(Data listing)
====
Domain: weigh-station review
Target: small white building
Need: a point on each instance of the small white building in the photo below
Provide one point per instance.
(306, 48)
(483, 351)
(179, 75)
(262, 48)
====
:: REQUIRED WORK ::
Output these lines as a JSON list of strings, one string per line, leaving out blank lines. Cover all the records.

:: ANSWER TO THIS PROBLEM ::
[
  "Domain: weigh-station review",
  "Target: small white building",
  "Need: a point on each instance of the small white building in the photo below",
  "Provide one point per instance.",
  "(306, 48)",
  "(483, 351)",
  "(179, 75)",
  "(262, 48)"
]